>> start Given passage

# Building a d-layer Neural Network from Scratch to Classify MNIST
### by Eduardo Coronado (12/15/19)

In [None]:
import numpy as np
import pandas as pd
%matplotlib inline
import matplotlib
import matplotlib.pyplot as plt
import scipy.io as sio
from sklearn.metrics import accuracy_score, classification_report


Here we will construct a $d$-dimensional neural network with the following architecture 784 − $H$ −
$H$ - $\ldots$ − 1, where $H$ is the number of hidden nodes (neurons) per layer $d$ is the number of layers. We will use this to classify the number from the MNIST data set and show we can achive $>97\%$ accuracy. 

## Data

### Load and Extract

First, we load the pre-processed MNIST data found in this repo `mnist_all.mat` using the `sio` package. Where the pre-processing involved randomly splitting the original dataset into train and test sets and turning each image $\mathbf{x}_i$ into a $1x 784$ vector (i.e. $f : \mathbb{R}^{28x28} \rightarrow \mathbb{R}^{784}$).  

We then extract the train and test data per digit and store them into numpy arrays. The features `X_train` and `X_test` were normalized such that each value is between 0 and 1. Since MNIST images are black and white we can achive this by dividing $1\;/ \;255$, given $255$ is the max value in this type of images.

In [None]:
# Load MNIST data
mnist = sio.loadmat("./mnist_all.mat")

# Extract pixel data/observations
X_test = [val for key, val in mnist.items() if "test" in key]
X_train = [val for key, val in mnist.items() if "train" in key]

# Normalize (1/255) given MNIST data is B&W images
X_test = np.vstack(X_test) / 255.
X_train = np.vstack(X_train)/ 255.
X_train, X_test = X_train.T, X_test.T

# Extract observation train and test labels observations
y_test = [np.full((1,val.shape[0]),key.replace("test",""), dtype=int ) 
          for key,val in mnist.items() if "test" in key]
y_train = [np.full((1,val.shape[0]),key.replace("train",""), dtype=int ) 
          for key,val in mnist.items() if "train" in key]

y_test = np.hstack(y_test)
y_train = np.hstack(y_train)

>> end Given passage

Goal 1: In the MNIST neural network notebook, what number are the pixel values divided by so that each lies between 0 and 1?
Goal 2: Carry on the MNIST neural network notebook from the point where it stops.

>> start Given data

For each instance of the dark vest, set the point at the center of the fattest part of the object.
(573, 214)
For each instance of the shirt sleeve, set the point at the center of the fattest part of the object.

>> end Given data

Response 1: 255

Response 2:
### One-hot encode labels
Since the MNIST data set contains 10 digits (i.e. 10 different labels), it is beneficial to one-hot encode the labels such that we obtain a $10xn$ and $10xm$ arrays for $n$ train and $m$ test labels. Here, each column represents the label for a single image and is sparse. For example, let $\mathbf{x}_j = \{x_{1j}, x_{2j}, \ldots, x_{nj}\}$ be the one-hot encoded label for observation $j$ and $x_{\cdot j} \in \{0,1\}$ be the entries of this column. So, if this observation's was labeled as digit 0 then $x_{1j} = 1$ and $x_{i,j} = 0  \quad \text{for }\; i= 2,\ldots,10$

Thus  $\mathbf{x}_j = \{1, 0, \ldots, 0\}$

In [None]:
# One-hot encode train and test labels 10 x n_samples with 0,1 entries
y_test_new = np.eye(10)[y_test.astype('int32')]
y_test_new = y_test_new.T.reshape(10, y_test.shape[1])

y_train_new = np.eye(10)[y_train.astype('int32')]
y_train_new = y_train_new.T.reshape(10, y_train.shape[1])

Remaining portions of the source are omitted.